* _ФРАГМЕНТ ДОКУМЕНТА_:
++++++

Говорят, что Ленинград слишком быстро исчерпал все свои лимиты[212] и теперь надо подтянуться. А может быть, это очередное «торможение»? Одно можно сказать, что хозяйство мы вести не умеем и за 30 лет ничему не научились. Как не научились сохранять фрукты и овощи. Мандарины появляются в декабре и длятся всего два месяца, апельсины всего месяц и т. д.

Посмотрим, что дальше будет.

13 марта. 11-го вечером объявили, что 12-го с утра будет выдаваться мука по 3 кг на душу. Наташа пошла в восемь часов, а я присоединилась к ней, проводив Соню в школу, т. е. около девяти. На Чайковской по обе стороны улицы стояли тысячные очереди, концы которых терялись в дворах. Стоял сильный мороз, градусов 15. Вернулась я домой в 11?. Толпа состояла главным образом из женщин всех возрастов. Никакого ропота, как будто так и быть должно. Никакого озлобления.

«Парадоксальная фаза»?

14 марта. Я вчера утром отправилась на Обводный канал, где, сказали мне, «все есть».

Вся Лиговка представляла собой нескончаемый ряд очередей, от булочной до булочной. В магазине на Обводном, конечно, никакого постного масла не оказалось, постояла за каким-то комбижиром. Мы ведь не «покупаем», а «стоим» за чем-нибудь. Пожилая женщина передо мной, одетая, как, бывало, одевались прислуги из хороших домов, в черную шубу с барашковым воротником, с черным платком на голове, рассказала, что сын ее, офицер, живет с семьей в Румынии. Было там очень хорошо, всего вдоволь и все очень дешево. А теперь все пропало, исчезло, и сын просит прислать посылку с продуктами из Ленинграда, где, по слухам, все есть.

++++++

* _ВХОДНЫЕ ДАННЫЕ_:

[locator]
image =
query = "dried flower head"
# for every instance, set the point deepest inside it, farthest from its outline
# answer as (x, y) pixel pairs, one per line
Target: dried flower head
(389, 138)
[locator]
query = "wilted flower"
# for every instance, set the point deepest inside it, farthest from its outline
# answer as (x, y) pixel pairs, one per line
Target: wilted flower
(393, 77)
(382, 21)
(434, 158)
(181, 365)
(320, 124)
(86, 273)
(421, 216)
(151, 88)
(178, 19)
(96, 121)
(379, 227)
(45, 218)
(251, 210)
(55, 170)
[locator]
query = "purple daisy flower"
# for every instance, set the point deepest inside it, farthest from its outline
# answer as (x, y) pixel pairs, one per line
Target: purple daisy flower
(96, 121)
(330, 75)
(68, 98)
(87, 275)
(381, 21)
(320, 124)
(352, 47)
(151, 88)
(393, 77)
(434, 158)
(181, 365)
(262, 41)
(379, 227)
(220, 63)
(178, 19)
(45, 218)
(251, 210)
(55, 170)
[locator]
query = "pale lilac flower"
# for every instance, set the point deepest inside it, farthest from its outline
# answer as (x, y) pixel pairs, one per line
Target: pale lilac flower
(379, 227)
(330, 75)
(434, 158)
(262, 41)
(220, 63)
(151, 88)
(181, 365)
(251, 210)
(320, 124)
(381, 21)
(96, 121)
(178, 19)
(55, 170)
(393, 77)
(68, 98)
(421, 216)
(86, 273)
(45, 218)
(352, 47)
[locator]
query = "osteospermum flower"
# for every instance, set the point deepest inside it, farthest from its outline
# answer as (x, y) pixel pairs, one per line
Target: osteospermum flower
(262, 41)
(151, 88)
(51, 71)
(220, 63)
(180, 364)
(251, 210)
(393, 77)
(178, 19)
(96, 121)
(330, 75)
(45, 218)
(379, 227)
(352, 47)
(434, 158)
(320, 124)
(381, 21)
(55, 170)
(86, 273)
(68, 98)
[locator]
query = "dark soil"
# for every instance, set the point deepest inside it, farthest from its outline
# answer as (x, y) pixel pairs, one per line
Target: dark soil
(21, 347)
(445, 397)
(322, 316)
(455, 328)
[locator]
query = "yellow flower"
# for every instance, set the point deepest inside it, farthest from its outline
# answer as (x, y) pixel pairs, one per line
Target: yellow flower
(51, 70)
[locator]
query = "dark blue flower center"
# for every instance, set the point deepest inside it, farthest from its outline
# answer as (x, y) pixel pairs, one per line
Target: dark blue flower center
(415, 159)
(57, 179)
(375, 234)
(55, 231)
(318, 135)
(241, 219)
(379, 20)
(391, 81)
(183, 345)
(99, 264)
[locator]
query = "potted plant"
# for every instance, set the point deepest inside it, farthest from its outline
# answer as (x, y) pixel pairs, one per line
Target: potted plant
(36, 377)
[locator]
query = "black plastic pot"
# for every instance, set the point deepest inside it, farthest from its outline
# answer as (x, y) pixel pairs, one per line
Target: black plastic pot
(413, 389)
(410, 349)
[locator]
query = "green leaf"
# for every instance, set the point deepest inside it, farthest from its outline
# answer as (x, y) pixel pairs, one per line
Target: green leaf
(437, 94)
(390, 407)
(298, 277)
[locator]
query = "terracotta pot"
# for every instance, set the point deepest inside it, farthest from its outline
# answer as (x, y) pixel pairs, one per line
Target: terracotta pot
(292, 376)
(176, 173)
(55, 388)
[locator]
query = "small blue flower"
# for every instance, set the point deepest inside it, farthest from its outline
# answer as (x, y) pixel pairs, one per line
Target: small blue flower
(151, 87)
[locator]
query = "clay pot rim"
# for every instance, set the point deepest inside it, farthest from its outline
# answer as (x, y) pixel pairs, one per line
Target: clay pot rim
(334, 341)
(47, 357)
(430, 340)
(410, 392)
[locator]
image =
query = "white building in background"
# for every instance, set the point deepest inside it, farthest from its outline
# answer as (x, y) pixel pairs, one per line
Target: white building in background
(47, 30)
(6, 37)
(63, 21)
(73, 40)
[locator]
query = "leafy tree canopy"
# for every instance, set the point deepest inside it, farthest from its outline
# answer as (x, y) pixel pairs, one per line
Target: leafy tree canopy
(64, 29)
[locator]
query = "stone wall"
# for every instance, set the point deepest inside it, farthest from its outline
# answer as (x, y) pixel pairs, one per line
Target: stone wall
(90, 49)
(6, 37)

++++++

* _ПИСЬМЕННОЕ ЗАДАНИЕ 1_: Скопируйте из фрагмента дневника текст начиная со слов «Посмотрим, что дальше» и заканчивая словами «должно. Никакого озлобления.».
* _ПИСЬМЕННОЕ ЗАДАНИЕ 2_: Выпишите из листинга все строки, в которых встречается слово «canopy».

* _ОЖИДАЕМЫЙ ОТВЕТ 1_:
Посмотрим, что дальше будет.

13 марта. 11-го вечером объявили, что 12-го с утра будет выдаваться мука по 3 кг на душу. Наташа пошла в восемь часов, а я присоединилась к ней, проводив Соню в школу, т. е. около девяти. На Чайковской по обе стороны улицы стояли тысячные очереди, концы которых терялись в дворах. Стоял сильный мороз, градусов 15. Вернулась я домой в 11?. Толпа состояла главным образом из женщин всех возрастов. Никакого ропота, как будто так и быть должно. Никакого озлобления.

* _ОЖИДАЕМЫЙ ОТВЕТ 2_:
query = "leafy tree canopy"
Target: leafy tree canopy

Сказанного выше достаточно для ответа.